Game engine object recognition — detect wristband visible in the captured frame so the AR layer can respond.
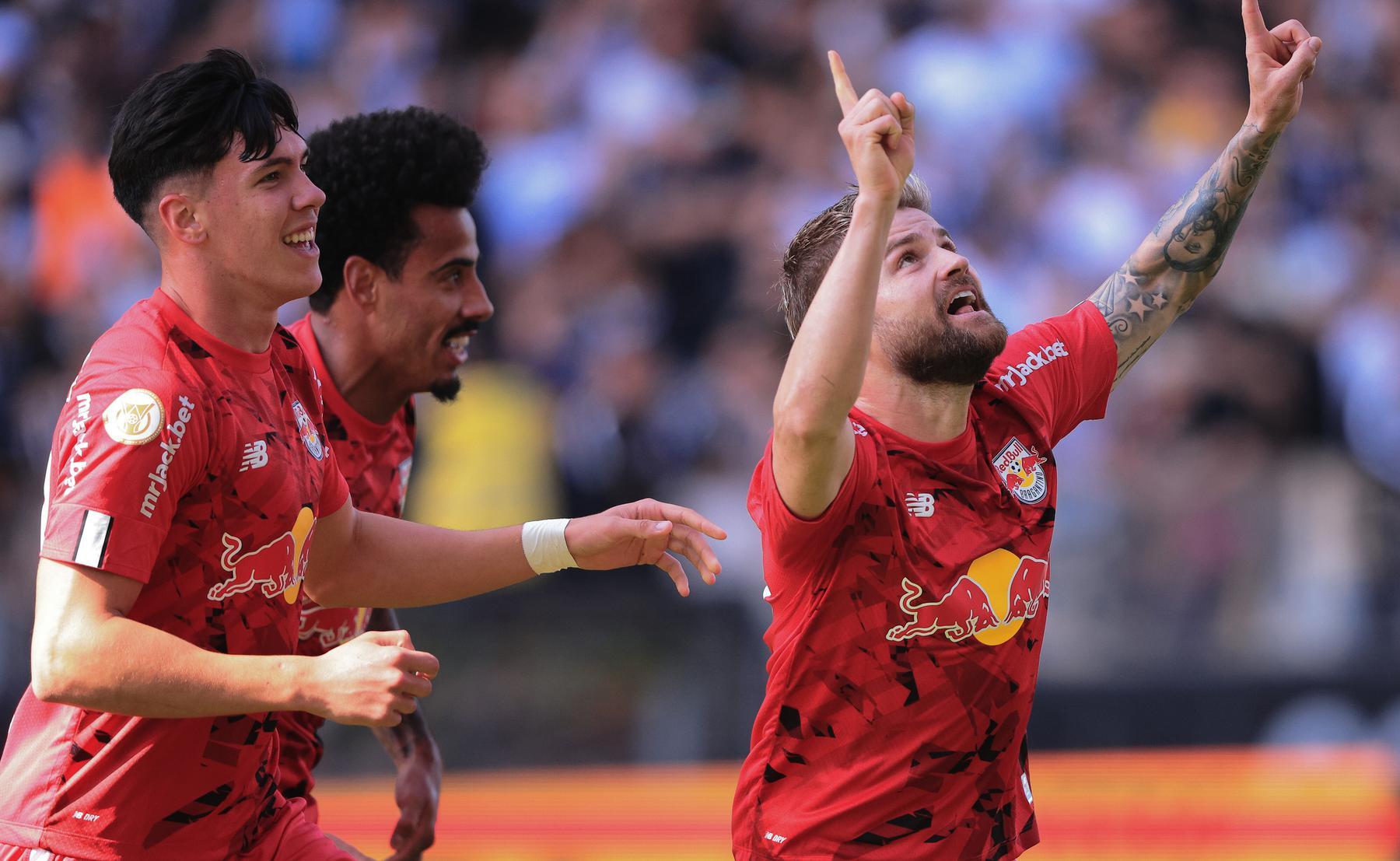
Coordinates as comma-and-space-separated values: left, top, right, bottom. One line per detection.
521, 516, 578, 574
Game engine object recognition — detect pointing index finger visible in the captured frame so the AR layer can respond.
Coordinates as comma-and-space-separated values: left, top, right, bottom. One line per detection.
826, 51, 859, 115
1239, 0, 1269, 39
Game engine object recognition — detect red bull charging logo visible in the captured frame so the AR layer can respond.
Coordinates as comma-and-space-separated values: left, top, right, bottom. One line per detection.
297, 599, 369, 648
885, 549, 1050, 646
208, 506, 317, 604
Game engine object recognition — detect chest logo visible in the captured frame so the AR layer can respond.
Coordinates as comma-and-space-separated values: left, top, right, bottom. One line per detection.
885, 549, 1050, 646
991, 437, 1050, 504
291, 401, 326, 460
102, 389, 165, 445
208, 506, 317, 604
238, 439, 268, 472
905, 490, 934, 516
297, 604, 369, 648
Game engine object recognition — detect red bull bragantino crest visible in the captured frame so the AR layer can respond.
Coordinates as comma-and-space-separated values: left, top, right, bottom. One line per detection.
991, 437, 1050, 506
885, 550, 1050, 646
291, 401, 326, 460
208, 506, 317, 604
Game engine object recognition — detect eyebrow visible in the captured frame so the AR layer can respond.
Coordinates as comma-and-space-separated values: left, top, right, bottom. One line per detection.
885, 227, 954, 257
429, 257, 476, 275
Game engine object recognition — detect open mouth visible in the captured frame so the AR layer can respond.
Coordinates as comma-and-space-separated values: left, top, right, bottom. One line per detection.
443, 331, 476, 364
947, 290, 983, 317
282, 227, 317, 252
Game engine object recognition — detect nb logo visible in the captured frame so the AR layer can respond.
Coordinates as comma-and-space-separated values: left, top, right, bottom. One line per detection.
905, 492, 934, 516
238, 439, 268, 472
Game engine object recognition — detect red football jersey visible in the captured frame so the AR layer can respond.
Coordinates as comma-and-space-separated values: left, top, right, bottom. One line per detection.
733, 303, 1117, 861
277, 315, 416, 821
0, 290, 347, 861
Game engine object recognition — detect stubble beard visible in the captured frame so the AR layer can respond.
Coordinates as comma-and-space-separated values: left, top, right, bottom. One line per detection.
875, 303, 1006, 385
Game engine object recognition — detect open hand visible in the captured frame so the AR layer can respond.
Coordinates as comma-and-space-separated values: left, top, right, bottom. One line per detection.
564, 500, 726, 595
826, 51, 914, 200
1241, 0, 1321, 133
305, 632, 438, 726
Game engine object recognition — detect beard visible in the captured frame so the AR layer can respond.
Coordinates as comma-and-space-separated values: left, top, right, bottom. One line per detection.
875, 299, 1006, 385
429, 374, 462, 403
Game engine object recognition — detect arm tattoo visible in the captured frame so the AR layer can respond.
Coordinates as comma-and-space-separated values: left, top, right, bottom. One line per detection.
1089, 123, 1278, 385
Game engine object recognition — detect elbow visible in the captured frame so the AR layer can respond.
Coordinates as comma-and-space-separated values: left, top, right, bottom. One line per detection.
30, 641, 82, 705
773, 402, 845, 448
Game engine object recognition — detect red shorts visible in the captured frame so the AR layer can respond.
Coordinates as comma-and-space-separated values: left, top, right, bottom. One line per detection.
0, 801, 355, 861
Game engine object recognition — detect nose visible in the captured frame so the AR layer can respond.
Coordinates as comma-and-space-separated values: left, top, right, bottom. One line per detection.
460, 274, 495, 320
294, 173, 326, 210
938, 248, 971, 282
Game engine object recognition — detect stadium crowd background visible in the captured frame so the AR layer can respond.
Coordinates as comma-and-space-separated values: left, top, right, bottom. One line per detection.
0, 0, 1400, 772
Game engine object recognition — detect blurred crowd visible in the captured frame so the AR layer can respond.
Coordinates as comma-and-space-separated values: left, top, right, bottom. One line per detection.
0, 0, 1400, 765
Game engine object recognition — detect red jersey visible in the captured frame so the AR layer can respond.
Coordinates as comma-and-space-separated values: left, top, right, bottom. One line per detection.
0, 290, 347, 861
733, 303, 1117, 861
277, 315, 416, 821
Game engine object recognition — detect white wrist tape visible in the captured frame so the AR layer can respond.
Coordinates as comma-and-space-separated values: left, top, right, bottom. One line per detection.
521, 516, 578, 574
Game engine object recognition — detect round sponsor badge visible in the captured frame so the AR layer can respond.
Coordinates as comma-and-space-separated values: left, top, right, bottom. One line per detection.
102, 389, 165, 445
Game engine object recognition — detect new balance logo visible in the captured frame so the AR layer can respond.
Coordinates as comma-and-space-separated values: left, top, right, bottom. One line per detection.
905, 492, 934, 516
238, 439, 268, 472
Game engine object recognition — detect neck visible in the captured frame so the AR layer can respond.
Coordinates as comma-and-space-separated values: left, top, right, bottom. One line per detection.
856, 367, 973, 443
161, 266, 277, 353
311, 313, 413, 424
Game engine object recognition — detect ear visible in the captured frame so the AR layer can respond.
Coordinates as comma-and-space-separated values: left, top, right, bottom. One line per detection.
156, 193, 208, 245
340, 255, 383, 310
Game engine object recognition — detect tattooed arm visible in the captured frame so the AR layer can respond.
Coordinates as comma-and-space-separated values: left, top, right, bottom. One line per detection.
1089, 0, 1321, 387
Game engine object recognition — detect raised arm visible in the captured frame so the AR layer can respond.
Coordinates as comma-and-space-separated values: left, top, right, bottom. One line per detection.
1089, 0, 1321, 387
773, 51, 914, 516
305, 500, 725, 607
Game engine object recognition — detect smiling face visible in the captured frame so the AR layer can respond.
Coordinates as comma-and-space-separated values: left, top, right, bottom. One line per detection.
193, 129, 326, 305
368, 203, 494, 401
875, 208, 1006, 385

□ □ □ □

Please render the lines of the records as a Markdown table with the columns Number and Entry, numbering each line and leaving out any blank lines. Begin at the line that has "Game engine object recognition — detect chest", and stop after the line that has "297, 604, 369, 648".

| Number | Entry |
|---|---|
| 1 | Game engine object recognition — detect chest logo visible in the captured frame so the AR layer can respond. |
| 2 | Coordinates as comma-and-space-separated values: left, top, right, bottom. One line per detection. |
| 3 | 885, 549, 1050, 646 |
| 4 | 991, 437, 1050, 504 |
| 5 | 291, 401, 326, 460 |
| 6 | 102, 389, 165, 445 |
| 7 | 208, 506, 317, 604 |
| 8 | 238, 439, 268, 472 |
| 9 | 905, 490, 934, 516 |
| 10 | 297, 604, 369, 648 |